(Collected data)
_____
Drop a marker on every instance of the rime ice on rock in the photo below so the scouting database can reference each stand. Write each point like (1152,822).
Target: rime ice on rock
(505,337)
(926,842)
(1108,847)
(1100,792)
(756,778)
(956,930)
_____
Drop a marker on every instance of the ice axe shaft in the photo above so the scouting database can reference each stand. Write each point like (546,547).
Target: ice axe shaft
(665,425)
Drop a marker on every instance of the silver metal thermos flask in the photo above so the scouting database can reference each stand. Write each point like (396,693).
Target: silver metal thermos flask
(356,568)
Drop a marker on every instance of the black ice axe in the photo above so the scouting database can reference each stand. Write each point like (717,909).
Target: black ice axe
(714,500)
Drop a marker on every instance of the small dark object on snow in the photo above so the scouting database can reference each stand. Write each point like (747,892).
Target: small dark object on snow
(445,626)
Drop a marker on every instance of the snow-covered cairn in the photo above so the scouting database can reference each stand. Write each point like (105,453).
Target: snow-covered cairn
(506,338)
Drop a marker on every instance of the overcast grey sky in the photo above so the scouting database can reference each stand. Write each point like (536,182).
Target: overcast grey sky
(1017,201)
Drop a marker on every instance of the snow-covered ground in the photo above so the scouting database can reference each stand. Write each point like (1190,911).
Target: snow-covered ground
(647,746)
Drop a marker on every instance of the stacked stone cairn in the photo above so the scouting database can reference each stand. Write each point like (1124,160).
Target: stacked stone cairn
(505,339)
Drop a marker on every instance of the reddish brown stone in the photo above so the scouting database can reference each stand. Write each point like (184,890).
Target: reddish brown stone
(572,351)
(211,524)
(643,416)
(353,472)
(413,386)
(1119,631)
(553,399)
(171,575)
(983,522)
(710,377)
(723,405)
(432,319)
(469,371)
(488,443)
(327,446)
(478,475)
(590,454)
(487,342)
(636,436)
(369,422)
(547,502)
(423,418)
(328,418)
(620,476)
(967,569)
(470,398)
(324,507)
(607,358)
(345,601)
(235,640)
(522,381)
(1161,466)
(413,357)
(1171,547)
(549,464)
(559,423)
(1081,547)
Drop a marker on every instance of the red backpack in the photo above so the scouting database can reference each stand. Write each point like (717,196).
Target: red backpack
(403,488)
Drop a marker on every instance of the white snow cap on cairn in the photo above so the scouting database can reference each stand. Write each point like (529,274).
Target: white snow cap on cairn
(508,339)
_____
TASK DIRECTIONS -
Copy out each line of the data above, exactly, if it lies between the line holding "Drop a marker on every instance of the snow-covered ground" and the line holding "Drop a marker on every instance of the reddish", inclusive; copy no other line.

OUTPUT BELOW -
Drop a marker on every instance of the snow-covered ground in the photo above so the scouting database can reference each stand. Write each point like (1190,911).
Target: snow-covered ground
(647,746)
Drop a marker on every instance of the stacked stone cairn in the photo above so the scouting database can reference each stand. Write each point like (1124,160).
Target: stacked stone cairn
(505,339)
Drop a marker on every instance of the reddish brown stone in the photo above so the scouting database can reference each stand. Write each point like (184,890).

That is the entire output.